---------- Document segment ----------
The real function $$f(x) = \ln\cosh x$$ loosely resembles the shape of a hyperbola
$$h_c(x) = \sqrt{c^2+x^2} - c$$
and my question is what's the best $c$ in terms of the maximum norm, i.e. $$ \text{Let } c \text{ be such that } \|f-h_c\|_{\max} \stackrel!=\min \tag 1 $$ For large $|x|$ we have that $f(x)\approx|x|-\ln2$ so that $c=\ln 2$ is a choice with $$ \lim_{x\to\pm\infty}(f(x) - h_{\ln2}(x)) = 0 $$ However it's $h_{\ln2}(x)\geqslant f(x)$ (with equality for $x=0$) so that $c=\ln2$ is not optimal with respect to $(1)$: A better hyperbola would trade positive error against negative error equally so that
$$\sup (f-h_c) = -\inf(f-h_c)$$
presumably with $c\in[\ln 2, 1]$ somewhere $c\approx 0.8$. So what's the best $c$? One idea it to use $c>\ln2$ so that
$$ \lim_{x\to\pm\infty}(f(x) - h_c(x)) = c-\ln2=\delta > 0 $$ and find $x_0$ such that
$$-\delta = \inf (f-h_c) = f(x_0)-h_c(x_0)$$ so that $x_0$ is a local minimum of $f-h_c$. For the local minimum, taking derivative and determine $x_0$ and $c$ such that:
$$f'(x_0)-h'_c(x_0) = \tanh x_0 - \frac{x_0}{\sqrt{c^2+x_0^2}} \stackrel!= 0 \tag 2$$ and simultaneously $$ f(x_0)-h_c(x_0) = \ln\cosh x -\sqrt{c^2+x_0^2}+c\stackrel!= \ln2 -c \tag 3 $$ so it's a system of two equations for two variables $c$ and $x_0\neq0$ where $x_0$ is only determined up to sign. But I don't know how to preceed from here.
Addendum: The current choice of $h_c$ is such that $h_c(0) = 0$. As an extension of the problem, this requirement could be dropped so that the available space becomes a 2-parameter family of functions $h_{c,d}(x)=\sqrt{c^2+x^2}-d$.
Addendum 2: To solve the system (2)+(3): Using (2), express $c$ in terms of $x$:
$$\sqrt{c^2+x^2}=\frac x{\tanh x}\quad\text{ and }\quad c = |x|\sqrt{\frac{1}{\tanh^2 x}-1} \tag 4$$ Drop these into (3) to eliminate $c$ and to determine $x$:
$$\ln\cosh x-\frac{x}{\tanh x}+2|x|\sqrt{\frac{1}{\tanh^2 x}-1}-\ln 2 \stackrel!= 0 \tag 5$$
Numerical (Newton-Raphson) approximation of (5) yields $|x|\approx1.317$, which can be plugged back into (4) to get $c$:
$$c\approx0.7603459963 \quad\text{ and }\quad \|f-h_c\|_\max\approx 0.0671$$ where the original distance was $\|f-h_{\ln 2}\|_\max\approx 0.10387$, so that there is an improvement.
----------
### Work to do
**1.** In the post on approximating ln cosh x by a hyperbola, what value of |x| does the Newton-Raphson approximation of equation (5) give?
**2.** Write out the portion of the post on approximating ln cosh x by a hyperbola from "Addendum: The current" to "is an improvement.", copying it unchanged.
---------- Collected data ----------
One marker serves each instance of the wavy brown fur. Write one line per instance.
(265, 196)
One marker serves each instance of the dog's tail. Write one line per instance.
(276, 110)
----------
### Task answers
**1.** |x| ≈ 1.317

**2.**
Addendum: The current choice of $h_c$ is such that $h_c(0) = 0$. As an extension of the problem, this requirement could be dropped so that the available space becomes a 2-parameter family of functions $h_{c,d}(x)=\sqrt{c^2+x^2}-d$.
Addendum 2: To solve the system (2)+(3): Using (2), express $c$ in terms of $x$:
$$\sqrt{c^2+x^2}=\frac x{\tanh x}\quad\text{ and }\quad c = |x|\sqrt{\frac{1}{\tanh^2 x}-1} \tag 4$$ Drop these into (3) to eliminate $c$ and to determine $x$:
$$\ln\cosh x-\frac{x}{\tanh x}+2|x|\sqrt{\frac{1}{\tanh^2 x}-1}-\ln 2 \stackrel!= 0 \tag 5$$
Numerical (Newton-Raphson) approximation of (5) yields $|x|\approx1.317$, which can be plugged back into (4) to get $c$:
$$c\approx0.7603459963 \quad\text{ and }\quad \|f-h_c\|_\max\approx 0.0671$$ where the original distance was $\|f-h_{\ln 2}\|_\max\approx 0.10387$, so that there is an improvement.